_What you have to do:_
Continue the passage on infant posture, toy distance, and visual experience, starting after its last sentence.

_Text to read:_
########
The first aim of the study was to test how the relative position between infants and toys (i.e. infant posture and toy distance from infant) may affect infants’ visual experiences. Like [33], the current study measured the centering and spread of toys in infants’ field of view as they reflect the role of infants’ head orientation in structuring visual experiences. Infants wore a MET which recorded their first-person field of view and eye movements (Fig 1). Human coders identified the location of toys in each frame of the field of view videos to determine the distance of each toy to the center of the field of view. The mean and standard deviation of each toy’s distance to the center were defined as centering and spread, respectively. We hypothesized that the centering and spread of close/far toys in infants’ field of view would vary across postures. Centering and spread of visual information in the field of view may relate to sustained attention [33] and visual selection [19], which are pivotal to infant learning. By measuring the centering and spread of close and far toys in the field of view, we will determine how infants’ visual experiences of objects at different distances are shaped by head orientation in different postures.
########
_Dataset records:_
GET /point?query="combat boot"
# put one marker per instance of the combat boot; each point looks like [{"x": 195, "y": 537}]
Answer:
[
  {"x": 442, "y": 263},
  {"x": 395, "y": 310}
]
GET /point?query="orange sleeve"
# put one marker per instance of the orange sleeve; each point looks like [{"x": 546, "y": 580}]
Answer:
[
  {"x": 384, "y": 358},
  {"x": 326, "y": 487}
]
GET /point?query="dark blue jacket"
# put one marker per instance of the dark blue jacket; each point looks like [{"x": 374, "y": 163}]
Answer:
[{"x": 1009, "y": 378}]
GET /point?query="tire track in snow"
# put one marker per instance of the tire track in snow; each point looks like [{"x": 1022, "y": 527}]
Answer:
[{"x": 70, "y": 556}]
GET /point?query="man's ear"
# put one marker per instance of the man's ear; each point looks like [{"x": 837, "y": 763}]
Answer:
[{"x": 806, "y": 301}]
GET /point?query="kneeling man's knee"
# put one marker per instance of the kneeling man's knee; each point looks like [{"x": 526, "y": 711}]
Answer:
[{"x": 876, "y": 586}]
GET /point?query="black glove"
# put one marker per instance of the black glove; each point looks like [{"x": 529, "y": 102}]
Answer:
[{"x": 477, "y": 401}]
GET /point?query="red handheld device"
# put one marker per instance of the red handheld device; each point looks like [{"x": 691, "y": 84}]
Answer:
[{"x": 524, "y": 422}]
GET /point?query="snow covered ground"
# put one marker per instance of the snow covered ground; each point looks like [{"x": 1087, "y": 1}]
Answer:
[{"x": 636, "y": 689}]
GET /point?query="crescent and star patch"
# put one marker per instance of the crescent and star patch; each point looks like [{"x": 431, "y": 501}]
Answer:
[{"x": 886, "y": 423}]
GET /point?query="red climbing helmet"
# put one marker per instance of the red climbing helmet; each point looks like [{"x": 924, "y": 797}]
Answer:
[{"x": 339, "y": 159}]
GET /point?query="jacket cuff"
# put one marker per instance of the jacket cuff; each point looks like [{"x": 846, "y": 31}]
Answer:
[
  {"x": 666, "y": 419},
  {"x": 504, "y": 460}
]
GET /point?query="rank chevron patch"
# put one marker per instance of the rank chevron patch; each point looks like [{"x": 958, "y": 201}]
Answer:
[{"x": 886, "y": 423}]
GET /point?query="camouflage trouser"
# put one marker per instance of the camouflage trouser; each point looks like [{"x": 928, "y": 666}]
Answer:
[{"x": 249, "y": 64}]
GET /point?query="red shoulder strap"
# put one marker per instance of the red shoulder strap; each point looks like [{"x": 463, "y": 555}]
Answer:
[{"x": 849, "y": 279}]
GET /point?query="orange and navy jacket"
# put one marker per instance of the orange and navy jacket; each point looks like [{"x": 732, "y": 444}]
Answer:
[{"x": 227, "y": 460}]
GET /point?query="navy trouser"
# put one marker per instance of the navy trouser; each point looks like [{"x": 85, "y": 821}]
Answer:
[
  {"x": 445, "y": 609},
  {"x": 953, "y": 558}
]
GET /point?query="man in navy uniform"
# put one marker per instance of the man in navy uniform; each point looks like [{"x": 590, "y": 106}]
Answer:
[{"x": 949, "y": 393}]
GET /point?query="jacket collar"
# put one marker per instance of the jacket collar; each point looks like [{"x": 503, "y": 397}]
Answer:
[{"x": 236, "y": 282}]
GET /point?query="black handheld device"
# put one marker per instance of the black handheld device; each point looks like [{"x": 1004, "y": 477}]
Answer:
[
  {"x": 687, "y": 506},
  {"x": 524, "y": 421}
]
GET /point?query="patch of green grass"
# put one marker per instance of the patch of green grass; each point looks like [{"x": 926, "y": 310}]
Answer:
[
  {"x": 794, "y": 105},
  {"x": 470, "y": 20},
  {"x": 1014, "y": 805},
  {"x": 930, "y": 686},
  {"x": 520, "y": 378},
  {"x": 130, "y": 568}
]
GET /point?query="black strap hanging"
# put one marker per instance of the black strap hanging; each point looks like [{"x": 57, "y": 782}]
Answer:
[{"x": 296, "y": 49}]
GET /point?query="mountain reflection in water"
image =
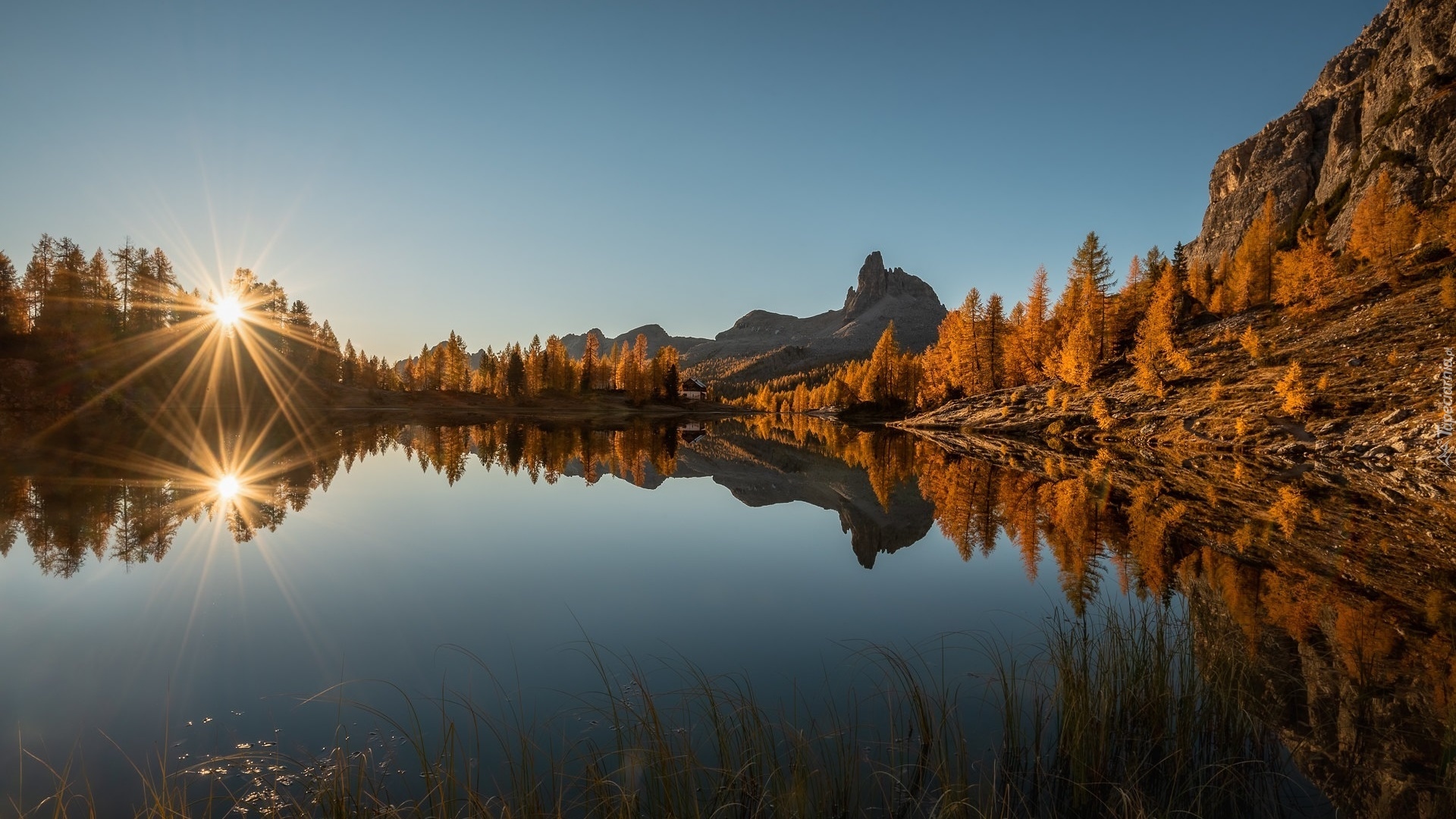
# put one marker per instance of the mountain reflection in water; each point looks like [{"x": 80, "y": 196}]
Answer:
########
_The answer:_
The second aim of the study was to test whether infants, as active explorers, can compensate for the constraints imposed by posture and toy distance to center targets of interest in view when looking at toys. In the current study, eye movement data captured by the MET determined looking episodes—when infants foveated each toy by pointing the eyes directly at the toy. As visual experiences are shaped by where infants choose to look, we hypothesized that infants’ decisions to look at a toy would alter toy locations in the field of view. Past work showed that toys become more centered and less spread in the field of view during looking episodes compared with non-looking episodes [33]. However, the extent to which infants’ looking can modify their view of toys may depend on posture and toy distance. For instance, it is more difficult to lift the head to look at far toys in prone position, which may constrain whether infants are able to bring far toys to the center of the view while prone even when they choose to look at toys.
It is reasonable to ask why we would focus on infants’ visual experiences of objects at moments that the object is not fixated. First, it should be pointed out that what appears in infants’ field of view (even though infants are not looking) is not random. Infants’ head and body movements shape the content and properties of the field of view, even if these changes are unintentional byproducts. For instance, infants’ field of view is substantially different while crawling versus walking: Crawling infants have much less access to distant and elevated objects compared to walking infants [25]. Those differences in the field of view while infants are not looking reflect the impact of infants’ head and body movements on their visual experiences. Second, the content and properties of infants’ field of view are important because they affect the opportunities infants have to look at a particular stimulus. Just as wearable audio recorders (e.g., LENA devices) measure the number of words infants are exposed to without regard for whether infants are attending speech [45–48], measuring the properties of objects in the field of view while infants may not be looking provides insights into the variability in what infants are visually exposed to. Thus, the degree to which infants’ head and body movements structure the content of the field of view reflects the processes that shape infants’ opportunities for visual learning about objects.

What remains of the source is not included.